- **Task goal**
Repeat, word for word, the part of the material that opens with the line containing "Where can the calculator" and runs through the last line of the material, including both of those lines.
+++
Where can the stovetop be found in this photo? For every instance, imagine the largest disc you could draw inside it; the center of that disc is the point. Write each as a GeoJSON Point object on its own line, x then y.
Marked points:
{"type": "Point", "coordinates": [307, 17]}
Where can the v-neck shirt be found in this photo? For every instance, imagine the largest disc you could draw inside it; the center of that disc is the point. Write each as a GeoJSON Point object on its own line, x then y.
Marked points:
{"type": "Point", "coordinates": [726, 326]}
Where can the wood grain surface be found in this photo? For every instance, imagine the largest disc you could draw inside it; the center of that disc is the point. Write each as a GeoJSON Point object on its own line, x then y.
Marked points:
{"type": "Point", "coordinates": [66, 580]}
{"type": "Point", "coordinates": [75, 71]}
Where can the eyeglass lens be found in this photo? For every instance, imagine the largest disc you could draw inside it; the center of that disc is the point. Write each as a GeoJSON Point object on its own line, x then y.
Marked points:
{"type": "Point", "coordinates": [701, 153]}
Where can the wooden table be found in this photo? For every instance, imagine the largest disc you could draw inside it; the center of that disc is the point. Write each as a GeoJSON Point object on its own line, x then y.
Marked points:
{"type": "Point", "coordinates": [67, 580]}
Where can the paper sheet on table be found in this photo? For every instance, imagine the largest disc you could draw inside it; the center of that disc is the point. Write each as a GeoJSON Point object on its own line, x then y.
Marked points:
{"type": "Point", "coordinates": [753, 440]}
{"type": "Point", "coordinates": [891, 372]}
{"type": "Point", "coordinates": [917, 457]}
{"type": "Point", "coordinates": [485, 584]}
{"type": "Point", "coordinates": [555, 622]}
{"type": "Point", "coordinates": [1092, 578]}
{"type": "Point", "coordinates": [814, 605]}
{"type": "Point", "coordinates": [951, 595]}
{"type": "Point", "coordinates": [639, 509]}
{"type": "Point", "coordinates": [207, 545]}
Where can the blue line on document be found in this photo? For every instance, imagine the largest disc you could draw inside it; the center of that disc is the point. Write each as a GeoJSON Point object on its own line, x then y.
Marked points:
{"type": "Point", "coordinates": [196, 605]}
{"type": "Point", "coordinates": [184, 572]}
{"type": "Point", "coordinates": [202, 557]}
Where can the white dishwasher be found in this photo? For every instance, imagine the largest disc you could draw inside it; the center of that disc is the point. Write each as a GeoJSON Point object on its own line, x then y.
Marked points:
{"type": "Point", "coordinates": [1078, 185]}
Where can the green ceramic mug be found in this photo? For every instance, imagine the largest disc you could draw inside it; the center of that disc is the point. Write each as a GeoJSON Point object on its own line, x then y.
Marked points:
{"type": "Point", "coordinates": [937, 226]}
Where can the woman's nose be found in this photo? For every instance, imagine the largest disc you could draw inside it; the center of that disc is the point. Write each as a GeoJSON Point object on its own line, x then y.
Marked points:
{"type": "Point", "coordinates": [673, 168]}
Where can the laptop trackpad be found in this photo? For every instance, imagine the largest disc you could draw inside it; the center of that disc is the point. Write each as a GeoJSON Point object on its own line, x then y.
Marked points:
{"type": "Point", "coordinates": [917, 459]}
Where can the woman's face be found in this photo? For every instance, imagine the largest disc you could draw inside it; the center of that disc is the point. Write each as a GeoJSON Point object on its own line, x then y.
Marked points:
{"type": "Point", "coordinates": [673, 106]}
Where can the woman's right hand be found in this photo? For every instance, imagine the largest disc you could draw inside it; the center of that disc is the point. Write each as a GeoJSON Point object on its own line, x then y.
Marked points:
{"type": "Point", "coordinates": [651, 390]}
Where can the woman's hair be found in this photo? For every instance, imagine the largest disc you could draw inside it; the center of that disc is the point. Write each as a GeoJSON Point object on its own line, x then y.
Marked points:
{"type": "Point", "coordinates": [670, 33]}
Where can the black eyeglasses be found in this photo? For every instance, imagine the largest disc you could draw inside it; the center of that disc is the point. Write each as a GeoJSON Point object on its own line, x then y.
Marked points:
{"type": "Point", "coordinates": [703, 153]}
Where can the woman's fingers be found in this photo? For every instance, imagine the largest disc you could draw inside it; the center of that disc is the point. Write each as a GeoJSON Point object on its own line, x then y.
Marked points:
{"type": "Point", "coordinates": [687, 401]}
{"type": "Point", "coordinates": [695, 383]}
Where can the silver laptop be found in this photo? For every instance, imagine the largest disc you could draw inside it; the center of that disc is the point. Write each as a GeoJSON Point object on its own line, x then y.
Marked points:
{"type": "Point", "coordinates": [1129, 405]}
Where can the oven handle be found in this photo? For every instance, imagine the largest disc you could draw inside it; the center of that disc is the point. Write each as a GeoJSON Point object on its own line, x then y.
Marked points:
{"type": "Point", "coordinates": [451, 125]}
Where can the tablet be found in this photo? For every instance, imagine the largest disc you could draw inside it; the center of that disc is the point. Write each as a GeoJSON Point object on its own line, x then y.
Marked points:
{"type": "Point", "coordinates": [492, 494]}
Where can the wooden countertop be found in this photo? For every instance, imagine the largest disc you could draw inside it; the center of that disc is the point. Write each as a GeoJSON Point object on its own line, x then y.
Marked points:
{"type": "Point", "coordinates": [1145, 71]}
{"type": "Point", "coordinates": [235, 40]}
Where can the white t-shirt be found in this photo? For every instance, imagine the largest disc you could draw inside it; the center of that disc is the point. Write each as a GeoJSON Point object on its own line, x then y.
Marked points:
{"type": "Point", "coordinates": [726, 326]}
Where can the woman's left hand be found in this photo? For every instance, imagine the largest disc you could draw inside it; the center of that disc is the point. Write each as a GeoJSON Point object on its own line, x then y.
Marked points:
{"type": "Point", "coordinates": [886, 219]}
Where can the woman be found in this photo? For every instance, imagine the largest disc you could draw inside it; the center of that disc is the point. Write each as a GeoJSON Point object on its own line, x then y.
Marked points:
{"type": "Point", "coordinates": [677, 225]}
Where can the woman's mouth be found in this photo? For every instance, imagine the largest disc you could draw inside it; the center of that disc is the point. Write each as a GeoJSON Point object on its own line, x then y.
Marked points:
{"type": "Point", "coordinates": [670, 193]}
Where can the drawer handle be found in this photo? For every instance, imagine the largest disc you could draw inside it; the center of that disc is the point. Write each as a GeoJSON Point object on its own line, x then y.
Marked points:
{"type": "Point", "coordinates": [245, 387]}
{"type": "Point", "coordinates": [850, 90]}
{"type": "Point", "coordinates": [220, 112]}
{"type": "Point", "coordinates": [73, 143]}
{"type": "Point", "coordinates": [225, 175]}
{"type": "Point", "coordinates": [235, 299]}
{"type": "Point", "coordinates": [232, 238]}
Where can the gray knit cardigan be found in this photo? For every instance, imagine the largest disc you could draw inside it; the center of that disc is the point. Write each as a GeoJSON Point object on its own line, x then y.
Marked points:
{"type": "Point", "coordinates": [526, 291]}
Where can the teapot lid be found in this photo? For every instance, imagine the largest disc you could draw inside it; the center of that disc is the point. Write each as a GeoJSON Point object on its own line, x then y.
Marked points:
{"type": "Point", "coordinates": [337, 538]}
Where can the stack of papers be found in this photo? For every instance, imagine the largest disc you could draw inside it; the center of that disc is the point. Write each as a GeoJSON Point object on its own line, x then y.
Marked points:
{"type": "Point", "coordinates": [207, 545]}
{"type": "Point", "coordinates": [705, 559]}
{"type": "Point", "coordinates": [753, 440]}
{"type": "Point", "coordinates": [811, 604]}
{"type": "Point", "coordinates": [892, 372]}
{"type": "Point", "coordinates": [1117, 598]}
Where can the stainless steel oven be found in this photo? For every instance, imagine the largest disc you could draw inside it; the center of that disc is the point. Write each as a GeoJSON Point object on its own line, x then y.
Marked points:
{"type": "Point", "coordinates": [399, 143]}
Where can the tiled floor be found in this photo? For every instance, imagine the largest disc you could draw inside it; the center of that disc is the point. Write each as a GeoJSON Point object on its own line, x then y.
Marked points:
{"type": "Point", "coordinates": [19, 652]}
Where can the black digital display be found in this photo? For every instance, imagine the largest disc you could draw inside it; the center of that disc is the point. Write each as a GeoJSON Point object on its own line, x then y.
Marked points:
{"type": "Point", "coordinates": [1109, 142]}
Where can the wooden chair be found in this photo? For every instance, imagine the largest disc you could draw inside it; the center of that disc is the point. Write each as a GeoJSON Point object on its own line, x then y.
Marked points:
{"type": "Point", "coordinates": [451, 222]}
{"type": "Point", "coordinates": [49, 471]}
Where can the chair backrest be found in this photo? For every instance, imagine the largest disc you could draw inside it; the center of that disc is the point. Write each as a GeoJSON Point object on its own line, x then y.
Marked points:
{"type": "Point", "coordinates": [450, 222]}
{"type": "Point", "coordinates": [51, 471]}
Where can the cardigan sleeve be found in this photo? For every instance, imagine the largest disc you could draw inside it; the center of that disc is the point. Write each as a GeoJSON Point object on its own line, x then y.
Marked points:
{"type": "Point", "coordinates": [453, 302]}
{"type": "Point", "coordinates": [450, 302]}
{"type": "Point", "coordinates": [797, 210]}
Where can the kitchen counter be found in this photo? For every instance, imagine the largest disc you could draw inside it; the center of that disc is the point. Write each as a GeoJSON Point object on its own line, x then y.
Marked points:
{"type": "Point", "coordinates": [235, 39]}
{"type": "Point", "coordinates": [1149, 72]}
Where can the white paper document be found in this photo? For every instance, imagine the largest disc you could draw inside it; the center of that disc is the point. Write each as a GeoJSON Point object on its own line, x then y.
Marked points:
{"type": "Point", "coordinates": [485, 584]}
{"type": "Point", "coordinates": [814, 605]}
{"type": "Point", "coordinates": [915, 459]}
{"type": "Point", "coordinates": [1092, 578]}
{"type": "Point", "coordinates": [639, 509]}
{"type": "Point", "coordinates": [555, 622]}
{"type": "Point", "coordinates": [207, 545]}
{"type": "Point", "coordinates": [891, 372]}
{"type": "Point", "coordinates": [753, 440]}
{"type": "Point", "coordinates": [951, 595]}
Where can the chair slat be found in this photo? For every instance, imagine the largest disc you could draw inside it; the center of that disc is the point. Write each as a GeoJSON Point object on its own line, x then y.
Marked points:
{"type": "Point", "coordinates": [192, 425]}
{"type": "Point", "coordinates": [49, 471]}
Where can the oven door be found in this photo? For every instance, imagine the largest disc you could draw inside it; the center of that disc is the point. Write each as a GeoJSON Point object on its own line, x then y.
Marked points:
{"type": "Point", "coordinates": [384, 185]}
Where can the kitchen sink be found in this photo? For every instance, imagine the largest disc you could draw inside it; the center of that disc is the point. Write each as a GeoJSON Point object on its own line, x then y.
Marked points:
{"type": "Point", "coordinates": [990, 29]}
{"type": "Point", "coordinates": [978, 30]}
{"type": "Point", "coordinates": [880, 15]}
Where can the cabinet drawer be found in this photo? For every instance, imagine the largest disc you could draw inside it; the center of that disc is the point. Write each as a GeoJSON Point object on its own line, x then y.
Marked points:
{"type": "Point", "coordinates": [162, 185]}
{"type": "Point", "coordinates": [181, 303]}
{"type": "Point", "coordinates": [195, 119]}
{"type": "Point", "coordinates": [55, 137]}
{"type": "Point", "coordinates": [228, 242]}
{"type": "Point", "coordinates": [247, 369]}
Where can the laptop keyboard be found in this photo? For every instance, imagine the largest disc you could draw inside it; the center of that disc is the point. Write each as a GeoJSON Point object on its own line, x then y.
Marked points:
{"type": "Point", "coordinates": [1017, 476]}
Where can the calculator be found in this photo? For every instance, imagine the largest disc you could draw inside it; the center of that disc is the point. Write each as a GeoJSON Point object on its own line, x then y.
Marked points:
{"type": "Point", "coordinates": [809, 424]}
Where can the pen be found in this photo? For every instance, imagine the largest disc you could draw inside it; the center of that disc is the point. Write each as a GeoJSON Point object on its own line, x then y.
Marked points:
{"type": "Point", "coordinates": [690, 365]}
+++
- **The output**
Where can the calculator be found in this photo? For every instance, imagine the largest disc you could draw inside it; the center of that disc is the point. Write each as a GeoJSON Point object on its own line, x then y.
Marked points:
{"type": "Point", "coordinates": [809, 424]}
Where can the pen be found in this photo? For every instance, imagine the largest disc you could draw inside it; the center of that disc is the point. Write each as a GeoJSON Point object on its own line, x then y.
Marked points:
{"type": "Point", "coordinates": [690, 365]}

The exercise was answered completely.